EXTRACT PROVIDED =>
★ ★ ★ ★

Friday, June 29, 2012

Why Don't You Just Kill Her?: Review

A woman (?) chases down a balloon and ties it down to a sign extolling the virtues of the story's main villain. She passes the scene of a victim of crime, continuing to observe as one the hero's past girlfriends makes a play for the hero (in front of the hero's current significant others). 

He reacts with indifference to his ex's actions, just as he tries to ignore a later spat between his current girlfriends. We start to wonder if anything can awake this man's callousness when the victim of the first crime bursts in on him and slams down an article stolen from the hero by his ex. His two girlfriends finally pull guns from under the table and take up defensive positions (at least somebody’s pulling for our hero !) 

But what does our hero do? He grabs his retrieved property and drives off the villain and her henchwoman. He decides to intercede on behalf of the victim. (Why doesn't he just kill the villain ?)

★ ★ ★ ★

RECORDED DATA =>
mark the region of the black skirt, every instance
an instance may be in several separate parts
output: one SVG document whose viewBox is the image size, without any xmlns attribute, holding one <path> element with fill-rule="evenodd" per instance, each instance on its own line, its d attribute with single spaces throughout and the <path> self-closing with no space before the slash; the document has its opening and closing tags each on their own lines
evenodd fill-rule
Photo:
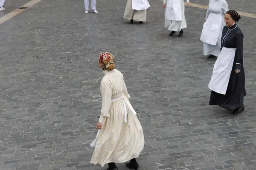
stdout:
<svg viewBox="0 0 256 170">
<path fill-rule="evenodd" d="M 212 91 L 209 105 L 218 105 L 224 109 L 231 110 L 244 105 L 244 97 L 246 96 L 245 77 L 244 67 L 236 74 L 236 64 L 233 64 L 226 94 Z"/>
</svg>

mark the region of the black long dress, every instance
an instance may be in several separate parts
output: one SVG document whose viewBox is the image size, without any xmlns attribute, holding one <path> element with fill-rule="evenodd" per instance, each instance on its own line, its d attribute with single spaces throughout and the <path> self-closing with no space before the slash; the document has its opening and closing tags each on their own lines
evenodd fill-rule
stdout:
<svg viewBox="0 0 256 170">
<path fill-rule="evenodd" d="M 226 94 L 212 91 L 209 105 L 218 105 L 231 110 L 244 106 L 244 96 L 246 95 L 245 78 L 243 66 L 243 47 L 244 35 L 236 24 L 229 27 L 225 26 L 221 36 L 221 49 L 236 48 L 232 71 Z M 240 70 L 236 74 L 236 70 Z"/>
</svg>

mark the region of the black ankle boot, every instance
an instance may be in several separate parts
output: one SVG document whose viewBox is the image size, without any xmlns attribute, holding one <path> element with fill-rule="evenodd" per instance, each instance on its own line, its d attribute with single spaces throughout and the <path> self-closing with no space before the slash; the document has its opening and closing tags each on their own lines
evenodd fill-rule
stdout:
<svg viewBox="0 0 256 170">
<path fill-rule="evenodd" d="M 175 31 L 173 31 L 171 32 L 171 33 L 169 34 L 169 36 L 172 36 L 174 34 L 176 33 Z"/>
<path fill-rule="evenodd" d="M 178 36 L 178 37 L 182 37 L 183 35 L 183 30 L 182 30 L 182 29 L 181 29 L 181 30 L 180 30 L 180 34 L 179 34 L 179 35 Z"/>
<path fill-rule="evenodd" d="M 238 114 L 240 112 L 242 112 L 244 110 L 244 106 L 242 106 L 240 107 L 240 108 L 238 108 L 235 109 L 233 111 L 233 114 Z"/>
<path fill-rule="evenodd" d="M 139 164 L 135 158 L 131 160 L 130 162 L 126 164 L 126 167 L 128 168 L 137 170 L 139 168 Z"/>
</svg>

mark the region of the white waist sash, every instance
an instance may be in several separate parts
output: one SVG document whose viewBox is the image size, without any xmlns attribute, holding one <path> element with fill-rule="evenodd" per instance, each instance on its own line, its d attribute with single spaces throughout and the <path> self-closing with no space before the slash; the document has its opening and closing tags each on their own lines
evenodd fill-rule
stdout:
<svg viewBox="0 0 256 170">
<path fill-rule="evenodd" d="M 212 91 L 225 95 L 230 76 L 236 48 L 223 47 L 217 59 L 208 87 Z"/>
<path fill-rule="evenodd" d="M 124 109 L 125 110 L 125 123 L 127 122 L 127 107 L 126 106 L 126 105 L 128 106 L 128 108 L 131 110 L 132 112 L 135 115 L 137 115 L 137 113 L 136 112 L 134 108 L 133 108 L 131 105 L 130 103 L 130 102 L 127 102 L 126 100 L 124 98 L 124 96 L 123 95 L 122 97 L 119 97 L 116 99 L 112 99 L 112 102 L 117 101 L 118 100 L 122 99 L 123 102 L 123 104 L 124 104 Z M 101 131 L 101 130 L 98 130 L 98 133 L 97 133 L 97 135 L 96 136 L 96 138 L 93 141 L 92 143 L 91 143 L 90 145 L 91 147 L 94 147 L 96 145 L 96 143 L 97 142 L 97 141 L 98 140 L 98 138 L 99 137 L 99 133 Z"/>
</svg>

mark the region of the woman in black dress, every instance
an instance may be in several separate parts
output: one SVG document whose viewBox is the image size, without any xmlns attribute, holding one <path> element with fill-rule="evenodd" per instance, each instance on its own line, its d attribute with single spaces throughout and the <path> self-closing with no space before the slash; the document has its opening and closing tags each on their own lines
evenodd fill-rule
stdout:
<svg viewBox="0 0 256 170">
<path fill-rule="evenodd" d="M 209 83 L 209 88 L 212 90 L 209 105 L 218 105 L 226 109 L 232 110 L 233 114 L 239 113 L 244 110 L 244 96 L 246 95 L 245 88 L 245 78 L 243 65 L 244 35 L 236 23 L 240 19 L 240 15 L 234 10 L 228 11 L 225 15 L 226 26 L 223 28 L 221 36 L 221 50 L 222 52 L 223 50 L 230 51 L 232 49 L 234 49 L 233 57 L 233 58 L 230 57 L 230 56 L 232 57 L 232 54 L 230 54 L 231 56 L 228 56 L 227 57 L 224 56 L 222 58 L 217 59 L 217 60 L 220 59 L 220 61 L 218 62 L 218 65 L 215 67 L 216 62 L 217 62 L 217 61 L 216 61 L 211 79 L 212 83 L 210 82 Z M 229 59 L 230 58 L 231 59 Z M 226 76 L 228 77 L 228 75 L 227 75 L 230 73 L 226 73 L 228 72 L 228 71 L 227 71 L 227 69 L 221 70 L 219 68 L 221 68 L 221 65 L 223 65 L 226 64 L 224 63 L 227 62 L 227 61 L 229 59 L 231 60 L 230 62 L 230 66 L 228 66 L 228 67 L 230 67 L 230 68 L 229 72 L 230 77 L 229 80 L 227 78 L 227 81 L 226 81 L 226 84 L 227 86 L 225 87 L 225 83 L 221 82 L 222 82 L 221 78 L 219 79 L 221 77 L 219 75 L 223 74 L 224 72 L 226 71 L 224 73 L 224 75 L 223 75 L 223 76 L 225 77 Z M 213 74 L 215 73 L 215 75 L 214 76 Z M 213 76 L 214 78 L 213 78 Z M 218 78 L 219 79 L 217 81 L 216 79 Z M 215 87 L 218 88 L 215 88 Z M 227 90 L 226 91 L 224 90 L 224 92 L 222 94 L 216 92 L 223 92 L 224 89 Z M 218 89 L 219 90 L 219 91 L 218 91 Z"/>
</svg>

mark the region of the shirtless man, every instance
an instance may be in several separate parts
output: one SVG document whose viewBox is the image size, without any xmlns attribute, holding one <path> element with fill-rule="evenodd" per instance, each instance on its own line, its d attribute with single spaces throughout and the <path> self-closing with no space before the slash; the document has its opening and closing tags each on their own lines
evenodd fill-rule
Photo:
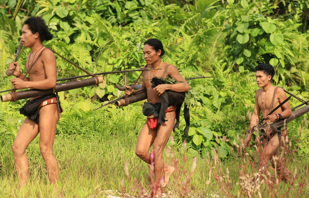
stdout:
<svg viewBox="0 0 309 198">
<path fill-rule="evenodd" d="M 146 88 L 147 91 L 147 99 L 153 104 L 160 103 L 160 96 L 166 90 L 169 90 L 176 92 L 184 92 L 189 90 L 189 85 L 185 80 L 181 76 L 178 69 L 175 66 L 163 62 L 161 56 L 164 54 L 163 46 L 160 41 L 156 39 L 152 38 L 144 43 L 143 52 L 144 58 L 147 63 L 146 67 L 150 70 L 145 71 L 143 73 L 142 88 Z M 150 69 L 160 68 L 161 70 L 151 70 Z M 151 79 L 155 76 L 159 78 L 165 78 L 168 76 L 181 82 L 173 84 L 161 84 L 153 89 L 151 87 Z M 129 87 L 125 94 L 129 95 Z M 170 104 L 172 105 L 173 104 Z M 169 107 L 171 107 L 171 106 Z M 168 109 L 169 108 L 168 107 Z M 160 196 L 162 191 L 160 186 L 160 180 L 164 172 L 164 181 L 162 186 L 164 187 L 167 184 L 171 175 L 174 171 L 174 168 L 166 164 L 163 162 L 162 154 L 163 149 L 168 140 L 172 130 L 175 124 L 176 108 L 171 107 L 167 110 L 166 119 L 168 121 L 162 122 L 162 124 L 154 127 L 151 118 L 148 118 L 140 133 L 135 150 L 136 155 L 146 163 L 150 164 L 150 147 L 153 144 L 152 152 L 154 155 L 154 182 L 157 187 L 155 192 L 153 192 L 154 196 Z M 168 111 L 171 110 L 171 111 Z"/>
<path fill-rule="evenodd" d="M 28 78 L 25 77 L 22 73 L 17 63 L 10 63 L 9 69 L 15 69 L 13 75 L 16 77 L 12 79 L 11 82 L 18 89 L 53 88 L 56 86 L 57 78 L 56 58 L 53 52 L 46 48 L 42 43 L 44 40 L 51 39 L 53 35 L 48 31 L 44 21 L 40 18 L 30 17 L 26 20 L 24 24 L 22 31 L 22 41 L 24 46 L 31 49 L 26 64 L 27 71 L 34 63 L 34 66 L 30 71 L 30 77 Z M 20 110 L 21 113 L 27 117 L 18 131 L 12 149 L 21 188 L 26 184 L 29 174 L 29 164 L 26 149 L 40 132 L 41 154 L 49 181 L 57 190 L 59 171 L 58 163 L 53 153 L 53 146 L 60 113 L 55 103 L 57 100 L 55 96 L 53 94 L 32 98 Z"/>
<path fill-rule="evenodd" d="M 274 87 L 271 84 L 271 80 L 275 74 L 275 70 L 272 66 L 266 63 L 259 64 L 256 67 L 255 69 L 258 86 L 262 88 L 258 90 L 256 92 L 255 105 L 250 123 L 249 131 L 253 130 L 254 126 L 258 123 L 261 111 L 262 116 L 265 117 L 264 123 L 276 122 L 279 119 L 286 118 L 292 114 L 288 101 L 273 114 L 266 116 L 272 109 L 286 99 L 286 96 L 281 88 Z M 249 145 L 251 134 L 251 133 L 249 133 L 245 139 L 244 144 L 246 147 Z M 282 127 L 277 131 L 273 131 L 270 135 L 269 133 L 266 137 L 262 137 L 264 148 L 262 151 L 259 163 L 259 171 L 269 160 L 273 167 L 274 168 L 275 162 L 272 160 L 273 156 L 274 156 L 278 157 L 276 162 L 277 170 L 278 175 L 280 175 L 281 164 L 279 148 L 281 136 L 285 138 L 287 135 L 286 129 Z M 285 182 L 290 180 L 289 174 L 290 172 L 288 169 L 285 169 L 282 173 L 281 179 Z"/>
</svg>

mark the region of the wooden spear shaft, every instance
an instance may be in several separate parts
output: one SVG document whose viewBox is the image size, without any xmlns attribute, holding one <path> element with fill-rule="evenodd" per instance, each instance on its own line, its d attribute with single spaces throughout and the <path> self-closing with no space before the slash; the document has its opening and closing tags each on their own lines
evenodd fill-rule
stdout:
<svg viewBox="0 0 309 198">
<path fill-rule="evenodd" d="M 160 70 L 162 69 L 154 69 L 154 70 Z M 124 70 L 122 71 L 106 71 L 106 72 L 103 72 L 100 73 L 97 73 L 96 74 L 94 74 L 93 75 L 94 75 L 96 76 L 99 75 L 104 75 L 104 74 L 116 74 L 118 73 L 123 73 L 126 72 L 130 72 L 131 71 L 144 71 L 145 70 L 147 70 L 147 69 L 138 69 L 135 70 Z M 84 77 L 87 77 L 91 76 L 91 75 L 83 75 L 81 76 L 73 76 L 72 77 L 70 77 L 69 78 L 65 78 L 61 79 L 57 79 L 57 82 L 59 81 L 63 81 L 64 80 L 71 80 L 72 79 L 75 79 L 79 78 L 83 78 Z M 7 90 L 5 90 L 3 91 L 0 91 L 0 93 L 3 93 L 4 92 L 7 92 L 8 91 L 13 91 L 15 90 L 15 89 L 13 88 L 13 89 L 8 89 Z"/>
</svg>

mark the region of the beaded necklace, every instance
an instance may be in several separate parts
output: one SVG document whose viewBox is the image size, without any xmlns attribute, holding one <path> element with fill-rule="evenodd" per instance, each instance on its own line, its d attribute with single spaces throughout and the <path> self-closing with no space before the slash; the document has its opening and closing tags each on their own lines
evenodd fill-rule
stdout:
<svg viewBox="0 0 309 198">
<path fill-rule="evenodd" d="M 265 101 L 265 99 L 266 98 L 266 96 L 267 95 L 267 94 L 268 93 L 268 92 L 270 90 L 270 89 L 271 88 L 271 87 L 273 87 L 273 85 L 270 86 L 270 88 L 269 88 L 269 89 L 268 91 L 267 91 L 267 92 L 266 92 L 266 94 L 265 94 L 265 97 L 264 97 L 264 101 L 263 100 L 263 96 L 262 95 L 262 93 L 263 93 L 263 90 L 262 90 L 262 91 L 261 91 L 261 99 L 262 100 L 262 103 L 261 103 L 261 107 L 263 106 L 263 103 L 264 103 L 264 102 Z"/>
<path fill-rule="evenodd" d="M 161 66 L 162 65 L 162 64 L 163 63 L 163 62 L 161 60 L 161 64 L 160 64 L 160 65 L 159 66 L 159 67 L 157 67 L 156 68 L 156 69 L 160 69 L 160 68 L 161 68 Z M 151 66 L 150 66 L 150 68 L 151 68 Z M 152 71 L 151 71 L 151 69 L 149 69 L 149 71 L 148 72 L 148 81 L 149 82 L 149 84 L 151 84 L 151 83 L 150 82 L 150 72 L 152 72 Z M 152 69 L 154 70 L 154 69 Z M 158 72 L 157 72 L 157 75 L 156 75 L 155 76 L 156 77 L 157 77 L 158 76 L 158 75 L 159 73 L 159 70 L 158 70 Z M 154 71 L 155 71 L 155 70 L 154 70 Z"/>
<path fill-rule="evenodd" d="M 30 68 L 30 66 L 32 65 L 32 63 L 33 62 L 33 60 L 34 60 L 34 58 L 35 58 L 36 56 L 36 54 L 37 54 L 38 52 L 41 51 L 44 49 L 45 49 L 45 47 L 44 46 L 42 46 L 42 47 L 41 47 L 39 50 L 38 50 L 34 54 L 34 56 L 33 56 L 33 58 L 32 59 L 32 60 L 31 60 L 31 63 L 29 61 L 30 60 L 30 56 L 31 55 L 31 53 L 32 53 L 32 51 L 30 52 L 30 54 L 29 55 L 29 56 L 28 58 L 28 68 Z"/>
</svg>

★ ★ ★ ★

LIST OF TASKS =>
1: In the review, what do the hero's two girlfriends pull from under the table?
2: What happens in the review? Sum it up in two sentences.

TASK-BY-TASK OUTPUTS =>
1: Guns.

2: The hero reacts with indifference when a past girlfriend makes a play for him, and he tries to ignore a spat between his current girlfriends, until a crime victim bursts in and slams down an article his ex stole from him. After his two girlfriends pull guns, he grabs his retrieved property, drives off the villain and her henchwoman, and decides to intercede on behalf of the victim.